YOUR TASK.
Count how many lines in the data below contain the string "race", where case counts. Reply with only the number.

##### RECORD EXTRACTS

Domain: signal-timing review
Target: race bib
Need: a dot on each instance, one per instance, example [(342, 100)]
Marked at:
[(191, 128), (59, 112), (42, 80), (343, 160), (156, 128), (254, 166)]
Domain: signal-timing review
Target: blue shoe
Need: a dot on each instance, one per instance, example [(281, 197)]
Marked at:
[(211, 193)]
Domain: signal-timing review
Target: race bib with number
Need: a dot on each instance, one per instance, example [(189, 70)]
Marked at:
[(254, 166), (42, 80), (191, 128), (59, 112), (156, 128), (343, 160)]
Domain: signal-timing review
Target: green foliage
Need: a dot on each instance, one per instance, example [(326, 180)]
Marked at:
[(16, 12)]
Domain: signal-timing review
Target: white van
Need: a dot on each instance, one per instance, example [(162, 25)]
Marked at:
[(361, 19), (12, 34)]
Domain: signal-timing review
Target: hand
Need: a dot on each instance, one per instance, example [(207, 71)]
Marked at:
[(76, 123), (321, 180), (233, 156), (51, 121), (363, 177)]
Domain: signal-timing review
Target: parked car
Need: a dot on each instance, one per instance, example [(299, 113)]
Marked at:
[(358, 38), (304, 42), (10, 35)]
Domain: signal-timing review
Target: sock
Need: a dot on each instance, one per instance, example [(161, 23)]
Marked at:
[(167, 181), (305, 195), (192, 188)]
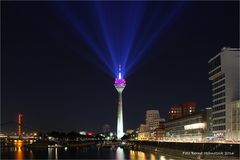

##########

TASK RESPONSE.
2